Opinião

O ano em que Belo Horizonte enfrentou a peste

Heloísa Starling descreve a chegada da gripe espanhola à jovem capital mineira, em 1918

Fachada do prédio da estação ferroviária de Belo Horizonte já nos anos 1980: local foi a porta de entrada da gripe espanhola na capital mineira em 1918
Fachada do prédio da estação ferroviária de Belo Horizonte já nos anos 1980: local foi a porta de entrada da gripe espanhola na capital mineira, em outubro de 1918 Arquivo Público Mineiro

Logo nos primeiros dias de julho de 1918, o jornal O combate trouxe a notícia: um surto de gripe tinha paralisado o esforço de guerra na Alemanha – tanto na economia quanto na capacidade de mobilização da sociedade. Publicado em São Paulo, em forma de tabloide, o jornal fazia parte da imprensa de filiação anarquista e tinha um claro propósito: convencer o maior número possível de brasileiros de que aquela era uma guerra insana. Seus redatores entendiam que a Alemanha havia escolhido provocar a guerra para tornar-se uma potência mundial, torciam para que o exército alemão fosse forçado a recuar depois de ter empurrado o mundo na direção do desastre e se recusavam a acreditar na notícia de que a velha e inofensiva gripe conseguiria sustar o esforço de guerra, em Berlim. Atchin!...Atchin!.., manchetou, irônico, na primeira página.

(Trechos de dados)

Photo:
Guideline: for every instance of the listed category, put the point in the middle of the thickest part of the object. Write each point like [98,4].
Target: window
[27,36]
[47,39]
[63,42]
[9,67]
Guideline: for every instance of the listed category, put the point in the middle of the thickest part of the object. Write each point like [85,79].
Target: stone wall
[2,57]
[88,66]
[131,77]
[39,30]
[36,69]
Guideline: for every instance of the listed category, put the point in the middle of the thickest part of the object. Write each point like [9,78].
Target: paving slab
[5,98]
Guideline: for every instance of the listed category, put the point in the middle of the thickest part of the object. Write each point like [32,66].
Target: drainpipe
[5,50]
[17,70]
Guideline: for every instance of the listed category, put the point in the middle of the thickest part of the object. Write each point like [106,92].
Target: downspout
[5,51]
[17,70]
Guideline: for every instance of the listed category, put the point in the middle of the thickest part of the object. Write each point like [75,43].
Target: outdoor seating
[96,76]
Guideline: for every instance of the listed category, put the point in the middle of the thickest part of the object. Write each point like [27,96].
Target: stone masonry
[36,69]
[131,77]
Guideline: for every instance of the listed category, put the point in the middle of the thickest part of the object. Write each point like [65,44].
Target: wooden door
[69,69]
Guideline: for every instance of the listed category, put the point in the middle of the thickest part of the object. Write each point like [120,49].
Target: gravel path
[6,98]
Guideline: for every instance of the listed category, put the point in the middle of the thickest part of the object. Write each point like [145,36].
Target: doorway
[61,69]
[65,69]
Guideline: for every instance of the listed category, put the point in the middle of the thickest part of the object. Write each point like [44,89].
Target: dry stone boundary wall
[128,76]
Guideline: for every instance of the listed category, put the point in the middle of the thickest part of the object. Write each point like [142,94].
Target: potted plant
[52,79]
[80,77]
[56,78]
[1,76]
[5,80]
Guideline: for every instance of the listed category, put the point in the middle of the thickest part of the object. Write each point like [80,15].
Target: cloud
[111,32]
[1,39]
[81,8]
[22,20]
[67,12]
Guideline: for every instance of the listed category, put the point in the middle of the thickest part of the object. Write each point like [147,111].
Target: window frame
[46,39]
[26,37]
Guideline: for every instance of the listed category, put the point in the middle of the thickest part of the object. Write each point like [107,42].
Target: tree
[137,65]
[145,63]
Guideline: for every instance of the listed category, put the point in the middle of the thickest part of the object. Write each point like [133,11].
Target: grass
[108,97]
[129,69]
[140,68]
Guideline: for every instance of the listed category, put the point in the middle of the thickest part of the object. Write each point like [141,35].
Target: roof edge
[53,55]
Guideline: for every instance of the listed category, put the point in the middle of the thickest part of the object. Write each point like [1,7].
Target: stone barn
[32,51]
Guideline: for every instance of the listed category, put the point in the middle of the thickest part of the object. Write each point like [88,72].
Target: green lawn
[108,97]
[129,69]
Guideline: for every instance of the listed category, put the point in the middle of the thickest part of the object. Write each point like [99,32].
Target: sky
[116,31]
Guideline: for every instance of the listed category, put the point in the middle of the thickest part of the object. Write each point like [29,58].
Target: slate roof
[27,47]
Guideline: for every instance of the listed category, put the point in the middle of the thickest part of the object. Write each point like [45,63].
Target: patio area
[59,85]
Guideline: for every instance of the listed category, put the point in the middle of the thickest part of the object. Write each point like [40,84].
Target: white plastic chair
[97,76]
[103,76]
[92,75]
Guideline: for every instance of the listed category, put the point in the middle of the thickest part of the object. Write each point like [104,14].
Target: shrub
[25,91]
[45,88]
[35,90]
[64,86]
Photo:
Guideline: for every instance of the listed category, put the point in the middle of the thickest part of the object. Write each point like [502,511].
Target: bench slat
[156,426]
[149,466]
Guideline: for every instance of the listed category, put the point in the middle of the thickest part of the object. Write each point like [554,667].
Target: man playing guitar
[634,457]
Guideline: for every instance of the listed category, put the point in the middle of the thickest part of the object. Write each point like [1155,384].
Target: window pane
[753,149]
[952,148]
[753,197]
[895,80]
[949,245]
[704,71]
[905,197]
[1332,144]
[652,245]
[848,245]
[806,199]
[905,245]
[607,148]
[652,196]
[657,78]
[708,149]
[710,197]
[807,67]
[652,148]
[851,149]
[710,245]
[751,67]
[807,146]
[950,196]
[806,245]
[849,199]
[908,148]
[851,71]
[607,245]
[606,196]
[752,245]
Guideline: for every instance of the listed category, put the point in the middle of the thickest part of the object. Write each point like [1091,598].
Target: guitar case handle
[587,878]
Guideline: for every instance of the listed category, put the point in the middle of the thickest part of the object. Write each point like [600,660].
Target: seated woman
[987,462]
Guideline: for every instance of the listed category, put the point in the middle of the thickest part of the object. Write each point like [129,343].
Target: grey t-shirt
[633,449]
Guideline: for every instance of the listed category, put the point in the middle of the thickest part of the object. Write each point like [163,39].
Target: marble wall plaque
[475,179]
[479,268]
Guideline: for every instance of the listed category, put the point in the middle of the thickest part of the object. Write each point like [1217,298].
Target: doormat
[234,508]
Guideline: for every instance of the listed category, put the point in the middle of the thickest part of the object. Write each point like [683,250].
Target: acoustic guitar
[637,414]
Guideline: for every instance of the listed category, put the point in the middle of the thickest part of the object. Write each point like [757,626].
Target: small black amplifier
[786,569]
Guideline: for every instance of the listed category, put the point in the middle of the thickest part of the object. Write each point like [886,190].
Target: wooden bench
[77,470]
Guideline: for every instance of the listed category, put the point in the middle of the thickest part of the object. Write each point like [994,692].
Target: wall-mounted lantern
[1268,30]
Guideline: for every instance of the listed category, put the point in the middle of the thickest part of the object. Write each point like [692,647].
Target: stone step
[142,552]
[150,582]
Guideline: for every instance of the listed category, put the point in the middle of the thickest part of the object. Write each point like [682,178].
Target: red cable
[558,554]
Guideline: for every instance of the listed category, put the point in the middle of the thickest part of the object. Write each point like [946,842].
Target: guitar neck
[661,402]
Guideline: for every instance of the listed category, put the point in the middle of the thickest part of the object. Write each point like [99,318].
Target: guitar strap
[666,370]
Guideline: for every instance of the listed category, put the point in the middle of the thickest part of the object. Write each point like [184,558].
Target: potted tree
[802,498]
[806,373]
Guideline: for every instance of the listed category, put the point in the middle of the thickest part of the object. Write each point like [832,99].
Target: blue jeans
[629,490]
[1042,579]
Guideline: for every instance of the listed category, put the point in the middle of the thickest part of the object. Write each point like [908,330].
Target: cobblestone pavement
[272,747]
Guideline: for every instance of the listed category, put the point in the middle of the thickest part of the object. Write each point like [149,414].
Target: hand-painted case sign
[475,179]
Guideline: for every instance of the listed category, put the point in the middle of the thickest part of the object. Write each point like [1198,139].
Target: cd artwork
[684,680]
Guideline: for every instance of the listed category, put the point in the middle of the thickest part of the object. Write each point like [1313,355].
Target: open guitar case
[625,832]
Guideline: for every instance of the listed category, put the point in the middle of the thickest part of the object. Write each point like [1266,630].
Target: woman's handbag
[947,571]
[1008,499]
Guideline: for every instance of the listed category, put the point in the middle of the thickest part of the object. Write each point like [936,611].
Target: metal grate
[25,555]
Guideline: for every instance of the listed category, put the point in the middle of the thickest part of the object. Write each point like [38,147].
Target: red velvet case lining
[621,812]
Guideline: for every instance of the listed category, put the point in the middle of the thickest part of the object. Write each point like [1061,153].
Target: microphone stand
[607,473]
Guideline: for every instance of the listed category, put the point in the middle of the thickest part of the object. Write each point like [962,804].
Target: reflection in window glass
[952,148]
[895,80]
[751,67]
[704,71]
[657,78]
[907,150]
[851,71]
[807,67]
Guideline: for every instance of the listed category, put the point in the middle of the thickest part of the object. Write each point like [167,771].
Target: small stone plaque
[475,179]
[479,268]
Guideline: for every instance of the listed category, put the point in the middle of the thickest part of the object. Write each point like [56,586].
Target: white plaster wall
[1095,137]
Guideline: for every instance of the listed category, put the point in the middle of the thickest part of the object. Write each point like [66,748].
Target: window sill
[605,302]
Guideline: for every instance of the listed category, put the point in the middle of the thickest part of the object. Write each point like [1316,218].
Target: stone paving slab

Sua tarefa: Transcreva, sem mudar nenhuma palavra, o trecho do texto sobre a gripe espanhola em Belo Horizonte que vai de "Logo nos primeiros" até "na primeira página.". As linhas não servem para nada aqui.

Resposta do exercício:
Logo nos primeiros dias de julho de 1918, o jornal O combate trouxe a notícia: um surto de gripe tinha paralisado o esforço de guerra na Alemanha – tanto na economia quanto na capacidade de mobilização da sociedade. Publicado em São Paulo, em forma de tabloide, o jornal fazia parte da imprensa de filiação anarquista e tinha um claro propósito: convencer o maior número possível de brasileiros de que aquela era uma guerra insana. Seus redatores entendiam que a Alemanha havia escolhido provocar a guerra para tornar-se uma potência mundial, torciam para que o exército alemão fosse forçado a recuar depois de ter empurrado o mundo na direção do desastre e se recusavam a acreditar na notícia de que a velha e inofensiva gripe conseguiria sustar o esforço de guerra, em Berlim. Atchin!...Atchin!.., manchetou, irônico, na primeira página.